Text segment
────
Database Credentialed Access
MIMIC-IV-Ext-CLIF: MIMIC-IV in the Common Longitudinal ICU data Format (CLIF)
Zewei Liao , Shan Guleria , Kevin Smith , Rachel Baccile , Kaveri Chhikara , Dema Therese , Vaishvik Chaudhari , Michael Craig Burkhart , Brett Beaulieu-Jones , Snigdha Jain , Kathryn Connell , Kevin Buell , Juan Rojas , Patrick Lyons , Siva Bhavani , Catherine A Gao , Chad Hochberg , Nick Ingraham , William Parker , CLIF Consortium
Published: March 23, 2026. Version: 1.1.0
When using this resource, please cite:
Liao, Z., Guleria, S., Smith, K., Baccile, R., Chhikara, K., Therese, D., Chaudhari, V., Burkhart, M. C., Beaulieu-Jones, B., Jain, S., Connell, K., Buell, K., Rojas, J., Lyons, P., Bhavani, S., Gao, C. A., Hochberg, C., Ingraham, N., Parker, W., & Consortium, C. (2026). MIMIC-IV-Ext-CLIF: MIMIC-IV in the Common Longitudinal ICU data Format (CLIF) (version 1.1.0). PhysioNet. RRID:SCR_007345. https://doi.org/10.13026/j481-g420
Please include the standard citation for PhysioNet:
(show more options)
Goldberger, A., Amaral, L., Glass, L., Hausdorff, J., Ivanov, P. C., Mark, R., ... & Stanley, H. E. (2000). PhysioBank, PhysioToolkit, and PhysioNet: Components of a new research resource for complex physiologic signals. Circulation [Online]. 101 (23), pp. e215–e220. RRID:SCR_007345.
Abstract
MIMIC-IV-Ext-CLIF is a derived dataset of MIMIC-IV v3.1, transformed into the Common Longitudinal ICU data Format (CLIF). CLIF is an open-source critical care data model developed by a consortium of more than 10 US academic medical centers to standardize intensive care unit (ICU) data for multi-center research. While CLIF has demonstrated value in federated research settings, access has been limited to consortium members with institutional electronic health record (EHR) data. This dataset addresses that gap by providing CLIF-formatted data derived from the freely accessible de-identified MIMIC-IV dataset, enabling researchers worldwide to utilize the CLIF format without requiring institutional EHR access.
MIMIC-IV-Ext-CLIF contains 14 CLIF tables as of the latest CLIF 2.1.0 version, covering core demographics (patient, hospitalization), clinical monitoring (vitals, labs), respiratory support, medication administration, and specialized ICU interventions (e.g., continuous renal replacement therapy). The transformation employs a reproducible ETL pipeline with transparent mapping decisions documented in user-friendly spreadsheets.
────
Work request 1
From the MIMIC-IV-Ext-CLIF page, reproduce word for word the part that opens with the words containing "Goldberger, A., Amaral, L., Glass, L., Hausdorff, J., Ivanov, P." and closes with "pp. e215–e220. RRID:SCR_007345.".
Work request 2
Decide whether each statement below agrees with the MIMIC-IV-Ext-CLIF page, answering yes or no and quoting the words of the page that settle it: (a) CLIF was developed by a consortium of more than 10 US academic medical centers. (b) MIMIC-IV-Ext-CLIF is derived from MIMIC-IV v2.2. (c) MIMIC-IV-Ext-CLIF contains 14 CLIF tables.
────
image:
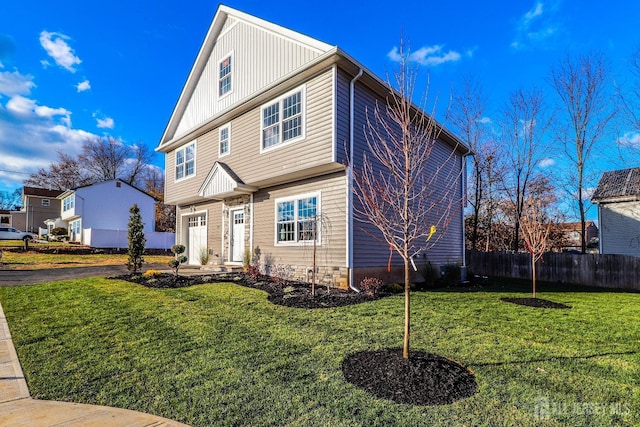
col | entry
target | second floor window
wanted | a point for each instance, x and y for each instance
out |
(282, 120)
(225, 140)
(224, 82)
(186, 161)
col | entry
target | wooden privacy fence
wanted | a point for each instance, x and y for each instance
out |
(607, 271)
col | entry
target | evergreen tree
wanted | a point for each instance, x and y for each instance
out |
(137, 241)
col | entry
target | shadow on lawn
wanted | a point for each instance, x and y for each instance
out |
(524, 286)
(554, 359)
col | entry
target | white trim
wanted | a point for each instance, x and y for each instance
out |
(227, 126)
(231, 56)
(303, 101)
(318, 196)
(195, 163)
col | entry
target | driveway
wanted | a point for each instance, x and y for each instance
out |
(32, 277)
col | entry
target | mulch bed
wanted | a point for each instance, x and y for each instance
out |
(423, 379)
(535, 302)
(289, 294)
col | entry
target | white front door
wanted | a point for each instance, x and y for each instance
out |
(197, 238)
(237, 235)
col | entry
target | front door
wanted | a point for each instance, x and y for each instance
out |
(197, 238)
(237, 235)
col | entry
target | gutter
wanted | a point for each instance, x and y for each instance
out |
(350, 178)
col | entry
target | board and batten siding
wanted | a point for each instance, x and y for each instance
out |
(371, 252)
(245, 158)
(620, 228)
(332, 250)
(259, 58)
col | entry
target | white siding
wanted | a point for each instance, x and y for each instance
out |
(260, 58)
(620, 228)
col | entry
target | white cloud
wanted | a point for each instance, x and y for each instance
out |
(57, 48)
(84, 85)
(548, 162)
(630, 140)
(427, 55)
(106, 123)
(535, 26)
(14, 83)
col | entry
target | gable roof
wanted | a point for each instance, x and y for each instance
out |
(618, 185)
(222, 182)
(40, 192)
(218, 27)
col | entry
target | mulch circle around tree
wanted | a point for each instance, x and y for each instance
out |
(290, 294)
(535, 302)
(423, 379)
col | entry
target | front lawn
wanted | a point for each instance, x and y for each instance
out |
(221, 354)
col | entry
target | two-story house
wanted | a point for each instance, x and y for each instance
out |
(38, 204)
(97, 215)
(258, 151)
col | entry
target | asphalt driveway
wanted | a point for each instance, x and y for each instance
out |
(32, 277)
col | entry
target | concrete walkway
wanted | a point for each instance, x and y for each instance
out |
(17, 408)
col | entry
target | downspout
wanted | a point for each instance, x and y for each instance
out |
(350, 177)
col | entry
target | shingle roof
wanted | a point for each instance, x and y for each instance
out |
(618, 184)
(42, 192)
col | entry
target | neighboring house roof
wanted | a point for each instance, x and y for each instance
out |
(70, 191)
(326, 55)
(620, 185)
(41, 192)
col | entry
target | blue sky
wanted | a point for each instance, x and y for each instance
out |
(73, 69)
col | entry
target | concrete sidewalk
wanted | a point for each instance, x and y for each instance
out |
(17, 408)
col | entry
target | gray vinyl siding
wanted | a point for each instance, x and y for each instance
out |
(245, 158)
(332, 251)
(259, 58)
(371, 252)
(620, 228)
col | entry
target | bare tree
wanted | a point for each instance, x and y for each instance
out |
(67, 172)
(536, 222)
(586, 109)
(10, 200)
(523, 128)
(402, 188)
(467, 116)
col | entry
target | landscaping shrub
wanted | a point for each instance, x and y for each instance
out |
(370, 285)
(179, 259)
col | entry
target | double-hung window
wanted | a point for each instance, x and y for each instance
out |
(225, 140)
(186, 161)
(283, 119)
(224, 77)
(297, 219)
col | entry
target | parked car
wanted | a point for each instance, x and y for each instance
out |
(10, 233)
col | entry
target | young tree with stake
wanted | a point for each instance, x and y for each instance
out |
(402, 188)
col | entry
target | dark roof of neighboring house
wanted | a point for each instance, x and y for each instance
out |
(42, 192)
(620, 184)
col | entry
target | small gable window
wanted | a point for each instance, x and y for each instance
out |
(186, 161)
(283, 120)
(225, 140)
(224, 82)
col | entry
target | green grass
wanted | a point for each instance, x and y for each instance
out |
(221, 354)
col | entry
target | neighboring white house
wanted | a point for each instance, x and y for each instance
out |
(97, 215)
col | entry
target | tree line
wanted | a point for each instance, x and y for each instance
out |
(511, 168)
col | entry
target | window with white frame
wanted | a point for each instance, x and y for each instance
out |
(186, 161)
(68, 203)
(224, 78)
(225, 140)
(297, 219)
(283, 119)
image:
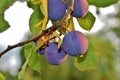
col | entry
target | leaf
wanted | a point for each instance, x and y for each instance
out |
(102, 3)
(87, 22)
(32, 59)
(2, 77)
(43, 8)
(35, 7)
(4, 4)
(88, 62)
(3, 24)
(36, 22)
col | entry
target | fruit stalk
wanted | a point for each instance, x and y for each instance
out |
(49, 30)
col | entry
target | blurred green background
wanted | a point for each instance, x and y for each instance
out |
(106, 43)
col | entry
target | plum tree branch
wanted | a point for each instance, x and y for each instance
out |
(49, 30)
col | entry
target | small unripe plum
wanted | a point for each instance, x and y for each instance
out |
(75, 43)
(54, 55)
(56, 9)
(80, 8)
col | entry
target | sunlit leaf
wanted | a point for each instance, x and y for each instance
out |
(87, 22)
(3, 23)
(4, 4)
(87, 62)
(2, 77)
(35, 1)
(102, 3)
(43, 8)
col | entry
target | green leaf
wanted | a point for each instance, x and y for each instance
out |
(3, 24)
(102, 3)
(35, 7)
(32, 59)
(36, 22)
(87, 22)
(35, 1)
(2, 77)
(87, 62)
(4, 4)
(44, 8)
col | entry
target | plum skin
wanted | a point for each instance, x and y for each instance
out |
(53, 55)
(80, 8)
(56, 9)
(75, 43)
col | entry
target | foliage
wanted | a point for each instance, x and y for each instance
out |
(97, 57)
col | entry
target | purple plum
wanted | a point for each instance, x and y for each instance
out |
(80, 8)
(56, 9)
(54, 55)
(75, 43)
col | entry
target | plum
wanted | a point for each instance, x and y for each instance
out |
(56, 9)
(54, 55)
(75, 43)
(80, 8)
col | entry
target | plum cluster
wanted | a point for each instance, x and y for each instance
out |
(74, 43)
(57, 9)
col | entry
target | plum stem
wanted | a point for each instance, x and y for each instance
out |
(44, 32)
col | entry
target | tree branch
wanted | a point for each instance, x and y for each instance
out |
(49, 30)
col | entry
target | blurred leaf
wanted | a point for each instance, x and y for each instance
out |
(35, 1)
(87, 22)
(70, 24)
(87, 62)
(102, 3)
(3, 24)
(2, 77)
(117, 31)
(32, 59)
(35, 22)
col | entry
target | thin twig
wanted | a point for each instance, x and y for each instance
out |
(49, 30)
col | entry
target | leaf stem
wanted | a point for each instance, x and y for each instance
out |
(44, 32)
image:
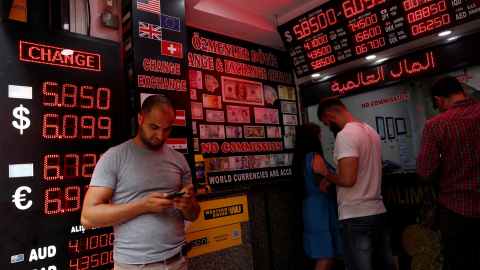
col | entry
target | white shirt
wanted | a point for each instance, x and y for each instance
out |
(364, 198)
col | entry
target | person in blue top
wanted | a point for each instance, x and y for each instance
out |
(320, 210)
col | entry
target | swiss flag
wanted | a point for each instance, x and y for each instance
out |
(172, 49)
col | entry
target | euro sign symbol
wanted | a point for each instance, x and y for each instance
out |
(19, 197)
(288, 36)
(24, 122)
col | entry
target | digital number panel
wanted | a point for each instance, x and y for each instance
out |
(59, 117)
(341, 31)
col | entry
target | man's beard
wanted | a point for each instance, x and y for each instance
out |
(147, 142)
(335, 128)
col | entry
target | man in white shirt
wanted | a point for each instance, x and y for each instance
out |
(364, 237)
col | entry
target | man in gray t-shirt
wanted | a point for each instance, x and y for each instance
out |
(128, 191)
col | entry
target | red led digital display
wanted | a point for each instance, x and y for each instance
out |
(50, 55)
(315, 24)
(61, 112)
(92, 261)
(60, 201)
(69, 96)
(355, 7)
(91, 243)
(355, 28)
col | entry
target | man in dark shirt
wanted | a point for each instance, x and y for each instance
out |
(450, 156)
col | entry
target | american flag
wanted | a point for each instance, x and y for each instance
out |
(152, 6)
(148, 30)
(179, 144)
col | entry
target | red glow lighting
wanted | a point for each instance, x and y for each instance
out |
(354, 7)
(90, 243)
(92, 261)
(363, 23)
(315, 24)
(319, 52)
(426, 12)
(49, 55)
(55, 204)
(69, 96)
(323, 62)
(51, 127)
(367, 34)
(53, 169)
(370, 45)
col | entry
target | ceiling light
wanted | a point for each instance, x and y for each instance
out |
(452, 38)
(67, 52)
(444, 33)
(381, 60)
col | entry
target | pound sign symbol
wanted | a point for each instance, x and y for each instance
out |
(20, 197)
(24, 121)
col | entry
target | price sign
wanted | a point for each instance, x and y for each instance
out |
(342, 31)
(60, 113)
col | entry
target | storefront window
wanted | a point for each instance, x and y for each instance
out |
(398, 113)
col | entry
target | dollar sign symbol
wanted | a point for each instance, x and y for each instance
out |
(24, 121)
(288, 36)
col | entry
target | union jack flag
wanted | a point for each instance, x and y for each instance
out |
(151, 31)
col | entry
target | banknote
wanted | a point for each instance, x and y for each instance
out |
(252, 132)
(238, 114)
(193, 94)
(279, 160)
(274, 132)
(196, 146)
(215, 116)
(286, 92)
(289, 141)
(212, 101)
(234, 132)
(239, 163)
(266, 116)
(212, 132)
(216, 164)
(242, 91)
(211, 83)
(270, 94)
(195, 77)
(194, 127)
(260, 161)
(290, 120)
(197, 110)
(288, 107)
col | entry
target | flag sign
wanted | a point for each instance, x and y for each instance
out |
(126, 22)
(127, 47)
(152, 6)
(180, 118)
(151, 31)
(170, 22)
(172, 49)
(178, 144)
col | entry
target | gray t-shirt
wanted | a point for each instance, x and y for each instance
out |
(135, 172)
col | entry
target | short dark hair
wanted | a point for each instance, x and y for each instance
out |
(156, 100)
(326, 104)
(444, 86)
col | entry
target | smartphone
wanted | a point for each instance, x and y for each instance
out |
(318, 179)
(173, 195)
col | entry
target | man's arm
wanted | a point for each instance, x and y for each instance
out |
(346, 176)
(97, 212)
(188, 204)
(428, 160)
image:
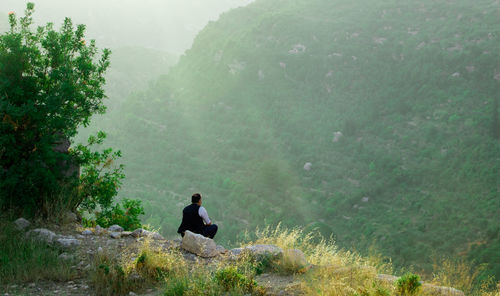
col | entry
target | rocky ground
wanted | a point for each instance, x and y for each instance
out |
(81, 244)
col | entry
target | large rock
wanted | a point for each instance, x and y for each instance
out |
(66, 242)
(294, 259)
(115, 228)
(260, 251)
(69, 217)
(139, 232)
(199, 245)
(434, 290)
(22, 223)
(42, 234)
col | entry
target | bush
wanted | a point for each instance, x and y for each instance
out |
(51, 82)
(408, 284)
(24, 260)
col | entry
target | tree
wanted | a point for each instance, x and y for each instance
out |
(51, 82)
────
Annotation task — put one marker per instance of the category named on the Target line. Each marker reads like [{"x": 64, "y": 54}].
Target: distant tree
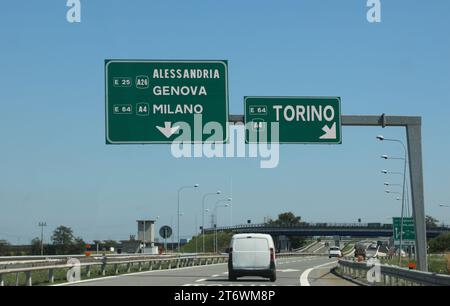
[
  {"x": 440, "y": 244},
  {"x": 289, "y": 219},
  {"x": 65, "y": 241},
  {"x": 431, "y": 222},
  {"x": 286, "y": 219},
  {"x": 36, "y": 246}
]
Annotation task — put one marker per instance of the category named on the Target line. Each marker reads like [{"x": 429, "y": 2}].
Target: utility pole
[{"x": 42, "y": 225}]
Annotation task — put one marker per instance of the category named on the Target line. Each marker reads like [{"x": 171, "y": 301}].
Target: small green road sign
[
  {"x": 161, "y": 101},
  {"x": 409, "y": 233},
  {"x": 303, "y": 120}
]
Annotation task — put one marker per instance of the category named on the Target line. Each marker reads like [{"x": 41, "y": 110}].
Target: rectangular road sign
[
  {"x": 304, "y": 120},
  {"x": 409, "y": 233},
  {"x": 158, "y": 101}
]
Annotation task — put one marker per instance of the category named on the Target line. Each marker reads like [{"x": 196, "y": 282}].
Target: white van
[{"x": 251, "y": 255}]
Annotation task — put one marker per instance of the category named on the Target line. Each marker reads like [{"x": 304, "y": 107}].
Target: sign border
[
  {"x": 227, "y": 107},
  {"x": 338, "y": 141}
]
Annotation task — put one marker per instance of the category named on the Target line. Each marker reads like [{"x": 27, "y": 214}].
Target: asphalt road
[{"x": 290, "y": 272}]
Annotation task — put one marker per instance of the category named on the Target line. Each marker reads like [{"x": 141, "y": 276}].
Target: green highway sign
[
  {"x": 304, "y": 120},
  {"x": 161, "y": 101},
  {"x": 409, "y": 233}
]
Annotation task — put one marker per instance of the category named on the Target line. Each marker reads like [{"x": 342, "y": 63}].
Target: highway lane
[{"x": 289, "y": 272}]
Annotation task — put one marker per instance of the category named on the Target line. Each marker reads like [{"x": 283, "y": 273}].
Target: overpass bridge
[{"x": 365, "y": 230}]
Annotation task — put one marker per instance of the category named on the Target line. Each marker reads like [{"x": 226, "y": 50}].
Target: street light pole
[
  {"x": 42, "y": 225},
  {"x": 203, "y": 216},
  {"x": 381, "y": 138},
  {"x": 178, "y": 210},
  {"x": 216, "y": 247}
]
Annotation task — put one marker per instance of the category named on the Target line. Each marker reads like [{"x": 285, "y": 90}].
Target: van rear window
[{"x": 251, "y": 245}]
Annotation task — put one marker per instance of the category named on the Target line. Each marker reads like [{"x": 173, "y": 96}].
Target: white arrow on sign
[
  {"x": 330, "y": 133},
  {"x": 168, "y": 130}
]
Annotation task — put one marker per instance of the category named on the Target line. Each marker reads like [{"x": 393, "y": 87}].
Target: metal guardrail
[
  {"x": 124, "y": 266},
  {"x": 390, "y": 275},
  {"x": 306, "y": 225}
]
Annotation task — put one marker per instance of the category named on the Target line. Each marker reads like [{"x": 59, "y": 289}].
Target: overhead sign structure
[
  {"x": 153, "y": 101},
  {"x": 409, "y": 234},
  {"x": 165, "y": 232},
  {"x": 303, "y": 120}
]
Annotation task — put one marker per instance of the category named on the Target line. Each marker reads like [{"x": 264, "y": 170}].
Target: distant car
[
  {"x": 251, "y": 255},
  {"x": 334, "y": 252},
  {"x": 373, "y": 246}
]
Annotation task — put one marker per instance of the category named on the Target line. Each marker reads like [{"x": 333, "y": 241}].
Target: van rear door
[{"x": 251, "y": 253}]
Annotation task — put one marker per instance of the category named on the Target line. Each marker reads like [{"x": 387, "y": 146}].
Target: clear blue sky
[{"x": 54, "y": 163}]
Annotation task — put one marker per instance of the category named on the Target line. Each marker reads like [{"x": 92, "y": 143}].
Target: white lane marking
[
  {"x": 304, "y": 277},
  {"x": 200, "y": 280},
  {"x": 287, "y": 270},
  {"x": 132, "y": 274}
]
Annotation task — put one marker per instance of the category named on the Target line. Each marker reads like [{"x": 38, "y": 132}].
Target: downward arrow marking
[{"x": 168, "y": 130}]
────
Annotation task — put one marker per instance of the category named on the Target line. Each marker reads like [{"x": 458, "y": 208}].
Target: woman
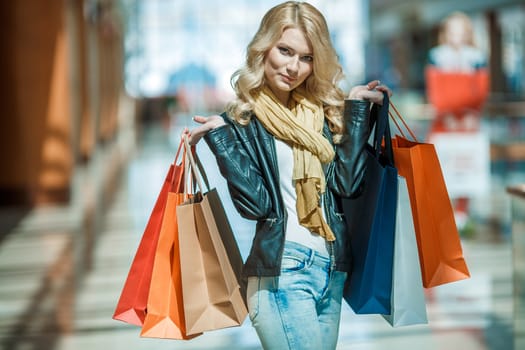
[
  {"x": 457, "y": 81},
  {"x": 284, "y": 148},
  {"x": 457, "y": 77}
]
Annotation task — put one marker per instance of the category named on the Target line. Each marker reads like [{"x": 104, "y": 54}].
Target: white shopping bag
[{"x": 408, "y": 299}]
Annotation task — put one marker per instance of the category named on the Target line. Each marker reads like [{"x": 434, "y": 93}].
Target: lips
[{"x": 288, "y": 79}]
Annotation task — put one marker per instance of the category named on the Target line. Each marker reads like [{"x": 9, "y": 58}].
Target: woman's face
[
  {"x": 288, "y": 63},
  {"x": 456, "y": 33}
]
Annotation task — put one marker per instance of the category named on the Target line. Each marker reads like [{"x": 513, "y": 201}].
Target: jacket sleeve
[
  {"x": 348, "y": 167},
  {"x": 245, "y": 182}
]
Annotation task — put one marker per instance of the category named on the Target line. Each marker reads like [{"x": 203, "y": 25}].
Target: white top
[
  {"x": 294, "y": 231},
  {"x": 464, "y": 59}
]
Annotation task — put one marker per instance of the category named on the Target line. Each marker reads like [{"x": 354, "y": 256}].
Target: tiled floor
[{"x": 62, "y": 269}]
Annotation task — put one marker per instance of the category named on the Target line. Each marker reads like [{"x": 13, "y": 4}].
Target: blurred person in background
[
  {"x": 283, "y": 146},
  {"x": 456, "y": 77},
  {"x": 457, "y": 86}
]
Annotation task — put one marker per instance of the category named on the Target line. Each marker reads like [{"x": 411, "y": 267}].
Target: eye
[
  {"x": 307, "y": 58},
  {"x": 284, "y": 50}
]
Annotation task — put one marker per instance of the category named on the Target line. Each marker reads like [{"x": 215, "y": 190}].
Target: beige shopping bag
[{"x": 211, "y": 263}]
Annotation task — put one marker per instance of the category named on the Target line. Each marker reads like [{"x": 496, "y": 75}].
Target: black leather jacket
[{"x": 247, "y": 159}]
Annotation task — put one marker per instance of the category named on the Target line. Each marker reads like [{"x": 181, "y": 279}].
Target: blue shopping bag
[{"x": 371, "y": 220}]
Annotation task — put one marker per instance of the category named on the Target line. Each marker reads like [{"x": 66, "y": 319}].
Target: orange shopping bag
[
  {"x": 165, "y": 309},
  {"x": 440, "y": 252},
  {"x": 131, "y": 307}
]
────
Written answer 1
Goldberger, A., Amaral, L., Glass, L., Hausdorff, J., Ivanov, P. C., Mark, R., ... & Stanley, H. E. (2000). PhysioBank, PhysioToolkit, and PhysioNet: Components of a new research resource for complex physiologic signals. Circulation [Online]. 101 (23), pp. e215–e220. RRID:SCR_007345.

Written answer 2
(a) Yes: "developed by a consortium of more than 10 US academic medical centers"
(b) No: "a derived dataset of MIMIC-IV v3.1"
(c) Yes: "MIMIC-IV-Ext-CLIF contains 14 CLIF tables as of the latest CLIF 2.1.0 version"